[WHAT IS REQUIRED]:
In the material below, the lines between the one holding "point(61, 168)" and the one holding "point(261, 88)", inclusive, are to be set down word for word. Pictures stay out.

[DATASET ENTRIES]:
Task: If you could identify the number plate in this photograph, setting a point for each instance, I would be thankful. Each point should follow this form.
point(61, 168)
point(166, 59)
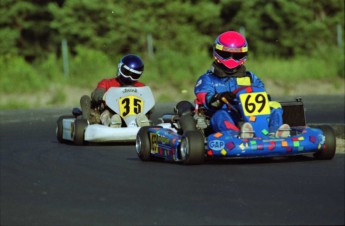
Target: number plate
point(130, 105)
point(255, 103)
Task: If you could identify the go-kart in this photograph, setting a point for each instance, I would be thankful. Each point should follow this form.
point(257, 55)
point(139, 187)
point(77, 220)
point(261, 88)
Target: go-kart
point(127, 102)
point(187, 136)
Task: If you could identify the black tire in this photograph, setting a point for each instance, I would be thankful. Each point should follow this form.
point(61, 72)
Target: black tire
point(59, 127)
point(143, 144)
point(330, 144)
point(193, 148)
point(79, 131)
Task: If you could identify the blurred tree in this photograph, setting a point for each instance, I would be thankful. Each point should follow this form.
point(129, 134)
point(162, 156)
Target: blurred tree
point(25, 28)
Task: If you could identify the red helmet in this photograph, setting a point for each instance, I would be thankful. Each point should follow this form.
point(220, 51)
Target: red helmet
point(230, 49)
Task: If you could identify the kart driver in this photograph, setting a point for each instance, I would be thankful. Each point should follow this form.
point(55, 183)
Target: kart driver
point(130, 69)
point(228, 73)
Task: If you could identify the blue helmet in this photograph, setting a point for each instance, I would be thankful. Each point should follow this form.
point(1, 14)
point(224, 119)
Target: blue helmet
point(130, 69)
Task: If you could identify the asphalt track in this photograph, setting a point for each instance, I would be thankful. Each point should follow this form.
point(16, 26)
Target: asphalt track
point(44, 182)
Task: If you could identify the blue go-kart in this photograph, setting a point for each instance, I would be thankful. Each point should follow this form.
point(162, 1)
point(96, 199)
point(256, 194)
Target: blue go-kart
point(187, 136)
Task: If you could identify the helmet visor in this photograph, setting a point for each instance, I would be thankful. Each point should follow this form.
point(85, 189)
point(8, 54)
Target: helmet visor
point(227, 55)
point(128, 72)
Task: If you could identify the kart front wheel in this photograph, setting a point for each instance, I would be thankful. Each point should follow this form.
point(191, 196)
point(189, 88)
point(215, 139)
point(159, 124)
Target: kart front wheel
point(59, 127)
point(79, 131)
point(193, 148)
point(328, 151)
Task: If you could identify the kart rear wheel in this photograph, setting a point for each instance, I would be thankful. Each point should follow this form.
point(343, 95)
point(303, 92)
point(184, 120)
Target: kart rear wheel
point(142, 143)
point(187, 123)
point(59, 127)
point(330, 144)
point(193, 148)
point(79, 130)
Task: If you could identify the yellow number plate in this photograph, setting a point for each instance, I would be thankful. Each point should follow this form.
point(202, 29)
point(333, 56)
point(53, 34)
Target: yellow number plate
point(255, 103)
point(130, 105)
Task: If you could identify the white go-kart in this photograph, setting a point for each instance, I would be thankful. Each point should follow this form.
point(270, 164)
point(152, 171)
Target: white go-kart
point(127, 102)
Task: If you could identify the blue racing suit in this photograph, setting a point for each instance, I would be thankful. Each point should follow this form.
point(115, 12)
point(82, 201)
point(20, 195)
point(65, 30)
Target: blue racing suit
point(224, 119)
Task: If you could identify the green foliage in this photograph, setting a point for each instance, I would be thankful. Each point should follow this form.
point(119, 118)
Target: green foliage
point(288, 40)
point(19, 76)
point(89, 66)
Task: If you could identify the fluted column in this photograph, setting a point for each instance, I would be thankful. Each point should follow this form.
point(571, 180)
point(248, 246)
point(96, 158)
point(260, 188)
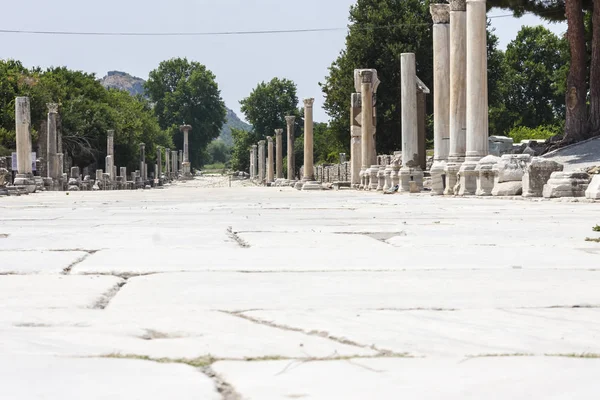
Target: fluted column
point(270, 174)
point(290, 136)
point(355, 139)
point(441, 94)
point(411, 169)
point(458, 92)
point(309, 173)
point(477, 95)
point(279, 153)
point(186, 166)
point(52, 145)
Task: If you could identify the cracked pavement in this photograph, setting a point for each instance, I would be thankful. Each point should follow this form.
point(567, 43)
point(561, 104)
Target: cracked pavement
point(200, 291)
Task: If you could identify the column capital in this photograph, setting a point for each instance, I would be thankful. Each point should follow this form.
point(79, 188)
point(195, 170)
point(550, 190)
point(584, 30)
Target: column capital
point(308, 103)
point(458, 5)
point(440, 13)
point(52, 108)
point(290, 120)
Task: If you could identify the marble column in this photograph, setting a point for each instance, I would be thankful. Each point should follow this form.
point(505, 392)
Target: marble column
point(477, 96)
point(143, 171)
point(254, 162)
point(24, 177)
point(186, 166)
point(158, 169)
point(458, 92)
point(290, 136)
point(411, 169)
point(309, 173)
point(279, 155)
point(270, 174)
point(355, 139)
point(52, 146)
point(261, 161)
point(441, 95)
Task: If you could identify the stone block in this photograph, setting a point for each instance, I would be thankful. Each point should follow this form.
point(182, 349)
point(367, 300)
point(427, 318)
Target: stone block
point(537, 174)
point(593, 190)
point(566, 184)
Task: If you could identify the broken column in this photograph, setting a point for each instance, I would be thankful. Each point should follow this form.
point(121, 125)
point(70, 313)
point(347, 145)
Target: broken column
point(411, 169)
point(441, 94)
point(309, 174)
point(261, 161)
point(186, 166)
point(270, 174)
point(290, 138)
point(477, 95)
point(458, 93)
point(279, 151)
point(24, 177)
point(53, 168)
point(355, 140)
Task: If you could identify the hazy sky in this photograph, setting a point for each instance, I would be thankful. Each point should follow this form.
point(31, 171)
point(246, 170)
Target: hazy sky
point(239, 62)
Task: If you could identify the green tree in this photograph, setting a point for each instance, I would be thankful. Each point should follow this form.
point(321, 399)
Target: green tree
point(533, 80)
point(187, 92)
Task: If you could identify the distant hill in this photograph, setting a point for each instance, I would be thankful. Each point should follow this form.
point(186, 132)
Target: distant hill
point(134, 85)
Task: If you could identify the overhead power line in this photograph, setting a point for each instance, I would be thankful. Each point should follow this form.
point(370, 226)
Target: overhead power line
point(224, 33)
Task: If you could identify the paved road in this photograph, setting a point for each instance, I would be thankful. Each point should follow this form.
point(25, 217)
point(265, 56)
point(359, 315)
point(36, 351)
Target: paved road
point(201, 291)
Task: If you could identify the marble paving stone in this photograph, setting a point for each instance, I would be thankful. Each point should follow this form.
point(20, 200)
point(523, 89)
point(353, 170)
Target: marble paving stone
point(515, 378)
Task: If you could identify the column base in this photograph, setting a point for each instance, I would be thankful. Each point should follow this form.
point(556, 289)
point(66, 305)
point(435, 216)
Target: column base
point(25, 181)
point(408, 175)
point(468, 179)
point(438, 177)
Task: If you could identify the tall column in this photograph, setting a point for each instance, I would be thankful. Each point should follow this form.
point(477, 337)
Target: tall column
point(254, 162)
point(186, 166)
point(158, 169)
point(458, 92)
point(477, 95)
point(355, 139)
point(411, 169)
point(279, 155)
point(143, 172)
point(309, 173)
point(290, 133)
point(23, 136)
point(441, 94)
point(270, 174)
point(53, 171)
point(261, 161)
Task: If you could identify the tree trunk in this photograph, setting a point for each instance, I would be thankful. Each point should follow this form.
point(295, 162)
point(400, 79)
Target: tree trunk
point(595, 72)
point(576, 125)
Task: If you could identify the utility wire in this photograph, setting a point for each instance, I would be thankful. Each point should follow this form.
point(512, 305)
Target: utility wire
point(225, 33)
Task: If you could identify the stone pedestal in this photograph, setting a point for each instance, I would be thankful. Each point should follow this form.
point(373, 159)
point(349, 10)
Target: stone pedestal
point(24, 178)
point(290, 140)
point(186, 167)
point(458, 105)
point(486, 177)
point(441, 95)
point(593, 190)
point(566, 184)
point(308, 141)
point(270, 174)
point(537, 174)
point(411, 168)
point(279, 155)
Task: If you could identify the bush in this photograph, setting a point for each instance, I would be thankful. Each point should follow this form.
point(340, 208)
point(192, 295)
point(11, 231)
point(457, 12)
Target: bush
point(520, 133)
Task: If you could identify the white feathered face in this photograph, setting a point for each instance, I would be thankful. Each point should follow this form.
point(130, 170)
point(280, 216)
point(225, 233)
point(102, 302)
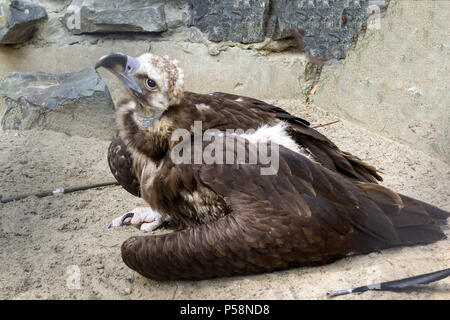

[RESPONSE BOX]:
point(61, 168)
point(166, 59)
Target: number plate
point(130, 105)
point(255, 103)
Task: If you could identify the go-kart in this photograph, setting a point for each instance, I would be thankful. Each point should follow this form.
point(257, 55)
point(139, 187)
point(77, 220)
point(261, 88)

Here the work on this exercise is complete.